» Extract provided
▼
Civil Society 1.00-7.00 pts0-7 pts
Assesses the organizational capacity and financial sustainability of the civic sector; the legal and political environment in which it operates; the functioning of trade unions; interest group participation in the policy process; and the threat posed by antidemocratic extremist groups. 1.752 7.007
  • By the end of 2015, nongovernmental organizations (NGOs) were reporting a general positive trend in conditions for civil society and human rights in Belarus,1 noting in particular the release of political prisoners. A number of successful advocacy campaigns,2 improvements in the operation capacity of NGOs, and new local fund-raising mechanisms were also welcomed by observers.3 In addition, high-level officials no longer shied away from events organized by critically minded civil society organizations.
  • According to a national survey conducted by the Independent Institute of Socio-Economic and Political Studies (IISEPS), the share of Belarusians who were aware of NGOs stabilized at around 50 percent in 2014–15, which was almost 20 percentage points more than in 2013.4 The portion of the population involved in public benefit activities is large and has remained on the same level (71–74 percent) for four years. Based on this data, the potential for public and social activism in Belarus appears high.5
  • A total of 596 NGOs operated in Belarus as of January 1, 2015, and very few new organizations were registered during the year.6 Independent civil society groups face great difficulty in registering as legal entities,7 and Article 193.1 of the criminal code penalizes activities by unregistered organizations. A leading Belarusian human rights organization, Viasna, is unregistered in Belarus, as are a number of other groups. Over a hundred civil society organizations are registered abroad due to the legal and regulatory obstacles they face inside the country.
▲
» Material
▼
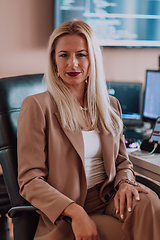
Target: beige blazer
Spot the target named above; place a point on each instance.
(51, 172)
▲
» Work to complete
Write the next part of the text on civil society in Belarus, continuing after its final sentence. The material has no connection to the text on civil society in Belarus.

» Result for this task
  • Early in 2015, the Belarusian government maintained pressure on individuals who have been acknowledged as political prisoners by international human rights organizations.8 But on August 22, the authorities released six such prisoners: Mikalay Statkevich, Mikalay Dzyadok, Ihar Alinevich, Yawheni Vaskovich, Artsyom Prakapenka, and Yury Rubtsow.9
  • In 2015, a number of crowdfunding platforms, such as and MaeSens, were used to raise money in Belarus for various activities, including publishing books and supporting museums.10 However, restrictive legislation generally makes it difficult to fund civil society initiatives, particularly those touching on sensitive political issues.11
  • The largest NGOs remain under effective state control. These include the Belarusian Republican Union of Youth (BRSM), the Federation of Trade Unions, and the Belarusian Union of Women.12 The authorities also promote an alternative government-controlled organization for the country’s ethnic Polish minority.
  • Political parties face significant difficulties when attempting to register and are typically forced to function as “political clubs” rather than formal parties.13 For example, the Belarusian Christian Democracy party has submitted documents for registration to the Ministry of Justice at least five times since 2007, without success. The group also finds it difficult to rent space for conferences.14
  • Independent trade unions operate in a difficult environment and function alongside the state-dominated Federation of Trade Unions. However, in 2015 the authorities simplified the procedure for setting up trade unions under an ordinance signed in June.15 They notably removed a previous rule that a union must include at least 10 percent of all employees in a given company to receive recognition.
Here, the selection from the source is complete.